» Source text:

• • •

Wednesday: Homemade pizzas. Choice: ham, chicken, fresh basil, alfredo OR pepperoni, hot olive mix, tomato sauce.
Thursday: A tear-filled mug of lonesome (as the girls fly west for the weekend and Ph. and I enjoy bottomless bowl-o-cold-cereal?). Maybe a Stauffer's bag meal. Also, I have the materials for chipped beef, a dish I haven't had since 1985.
Friday: Cellophane delight leftovers (as Ph., too, vacates, gone skiing).
Saturday: Erawan Thai take-out in celebration of SU's stunning win over Georgetown.
Sunday: Bowl of popcorn. Reminds me of a teammate in college who was not kidding (even though everyone laughed uncomfortably) when he said he curbed his hunger by filling up on water and going straightaway to sleep.

Monday, February 11, 2008

ACTropolis

Saturday evening I went online for the exclusive purpose of registering Ph. to take the ACT in June (so that ACTropolis doesn't seem like something I made up, follow the link). His guidance counselor encouraged him to sign up online rather than on paper. It has been seventeen or eighteen years since I signed anyone up to take the ACT. I am old; the process has grown unbelievably cumbersome under a sharp jump in the value of high school student profiles to predatory admissions practices. This is the database at its collect-all worst. Had there been all of this data-collection all those years ago, I almost certainly would have been more enthusiastically recruited. Right?

• • •

» Exercise task: Resume the blog text on meals and ACT registration, writing on from its final sentence. The listing has no connection to the blog text on weekly meals and ACT registration.

» Data records:
• • •

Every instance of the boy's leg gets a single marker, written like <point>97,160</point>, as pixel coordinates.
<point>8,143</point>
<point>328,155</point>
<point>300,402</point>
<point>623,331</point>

• • •

» Task result:
I filled out screen after screen of profiling data related to Ph.'s high school program of study, extracurricular activities, career aspirations, and so on. Somewhere along the way, I also selected a testing date (June) and site (Jamesville-Dewitt H.S., the nearest site with an open seat). Near the end of the process, an hour later, D. and I chatted briefly and agreed that he should be scheduled for a slightly different test. The ACT offers one test with writing and one without. I clicked back into the web form, switched that one item, and clicked 'continue' until I was at the pay screen. Then I input the payment information, clicked on 'submit payment', and held my breath hoping for a felicitous conclusion to the ACTropolis 5K.

Everything was fine. And then I clicked the 'print confirmation' button. Calamity! The page showed the wrong testing date; Ph. had been signed up for the April date rather than the June date. What the? Next, I tried 'Change Testing Date'. Something I learned: you can change the testing date for a modest $20.85 (or thereabouts), even if the transaction is hot, still flowing through the pipes. Also, I have since learned that the ACT system requires you to re-submit a payment for the full cost of the test when you change the date. Within three days they will refund the amount posted for the initial (mistaken) sign-up.

Rather than panic, I retraced my steps and learned that the web form automatically resets the testing date to the default setting (April) at the moment any action is taken on that step in the process. Changing the test type caused the test date to reset. I simply didn't notice, perhaps because I was numb from the deadening tedium of filling out profiling questions for more than an hour. I would be out twenty bucks for my oversight, which was terrible enough to tarnish the entire ACT sign-up experience for me. So I filled out the customer service form, sent it, and wrote a note to myself to call on Monday. Today.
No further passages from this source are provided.